[Labeled box records]
^^^^^^^^^^^^^^^^
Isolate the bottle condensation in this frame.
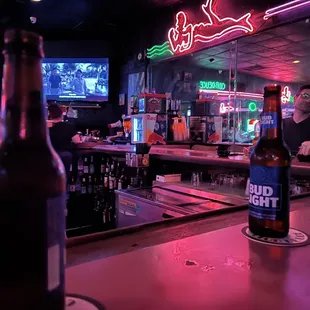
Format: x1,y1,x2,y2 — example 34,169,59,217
249,85,291,238
0,30,66,310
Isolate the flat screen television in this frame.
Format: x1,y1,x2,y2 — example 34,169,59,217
42,58,109,101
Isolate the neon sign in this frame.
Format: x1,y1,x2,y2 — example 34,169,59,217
199,81,226,90
220,102,235,114
264,0,310,20
248,101,257,112
199,89,264,101
281,86,292,104
146,41,173,59
168,0,254,53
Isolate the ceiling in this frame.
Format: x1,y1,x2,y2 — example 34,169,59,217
0,0,187,36
191,20,310,83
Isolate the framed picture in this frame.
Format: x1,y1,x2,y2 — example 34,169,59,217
118,94,125,105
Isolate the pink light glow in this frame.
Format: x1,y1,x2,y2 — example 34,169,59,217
168,0,254,53
264,0,310,20
281,86,292,104
199,89,264,100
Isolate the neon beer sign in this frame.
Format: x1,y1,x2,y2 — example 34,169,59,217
281,86,292,104
168,0,254,53
199,81,226,90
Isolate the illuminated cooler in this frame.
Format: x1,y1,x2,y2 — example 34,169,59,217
138,94,167,113
131,113,167,144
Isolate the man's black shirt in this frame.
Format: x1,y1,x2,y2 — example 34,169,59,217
283,117,310,155
49,122,76,153
49,75,61,88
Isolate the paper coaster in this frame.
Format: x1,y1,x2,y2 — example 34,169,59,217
66,294,105,310
241,226,310,247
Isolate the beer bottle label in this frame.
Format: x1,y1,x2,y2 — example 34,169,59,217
249,166,290,221
260,113,280,129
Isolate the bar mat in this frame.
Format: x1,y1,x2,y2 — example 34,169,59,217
241,226,310,247
66,294,106,310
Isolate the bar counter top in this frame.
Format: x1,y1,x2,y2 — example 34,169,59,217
150,147,310,175
66,202,310,310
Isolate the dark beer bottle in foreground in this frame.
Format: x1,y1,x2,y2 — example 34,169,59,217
249,85,291,238
0,30,66,310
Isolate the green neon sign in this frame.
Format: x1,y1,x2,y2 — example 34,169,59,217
199,81,226,90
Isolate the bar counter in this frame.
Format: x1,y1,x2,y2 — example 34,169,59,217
86,145,310,176
66,198,310,310
150,147,310,175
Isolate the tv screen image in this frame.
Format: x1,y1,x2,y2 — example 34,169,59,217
42,58,109,101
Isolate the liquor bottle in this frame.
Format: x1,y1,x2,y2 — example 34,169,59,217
87,175,94,195
83,157,89,174
100,156,105,174
109,170,115,192
117,169,124,190
103,166,109,191
249,85,291,238
98,175,104,194
93,176,99,194
75,172,82,196
69,176,75,198
89,156,95,174
78,157,84,171
0,29,66,310
81,177,87,195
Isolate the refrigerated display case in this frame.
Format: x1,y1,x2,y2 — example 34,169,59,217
131,113,167,145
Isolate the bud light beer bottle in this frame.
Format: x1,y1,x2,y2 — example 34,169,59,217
249,85,291,238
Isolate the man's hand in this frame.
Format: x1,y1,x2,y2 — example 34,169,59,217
297,141,310,156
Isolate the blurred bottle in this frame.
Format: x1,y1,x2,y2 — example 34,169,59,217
0,30,66,310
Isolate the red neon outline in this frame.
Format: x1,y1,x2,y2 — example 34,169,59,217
168,0,253,53
281,86,292,104
264,0,310,20
168,11,194,53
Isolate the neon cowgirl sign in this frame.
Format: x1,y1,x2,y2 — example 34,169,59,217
147,0,310,59
168,0,254,53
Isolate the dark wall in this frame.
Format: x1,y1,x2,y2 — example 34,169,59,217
151,56,300,101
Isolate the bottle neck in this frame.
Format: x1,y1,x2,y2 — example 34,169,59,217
1,53,48,143
260,99,282,140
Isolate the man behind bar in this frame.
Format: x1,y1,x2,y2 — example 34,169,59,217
^^^^^^^^^^^^^^^^
Please pull out every line of the data above that contains the string "screen", and list those lines.

◆ **Response below**:
Isolate the flat screen television in this frame.
Isolate the tv screen image in this frame.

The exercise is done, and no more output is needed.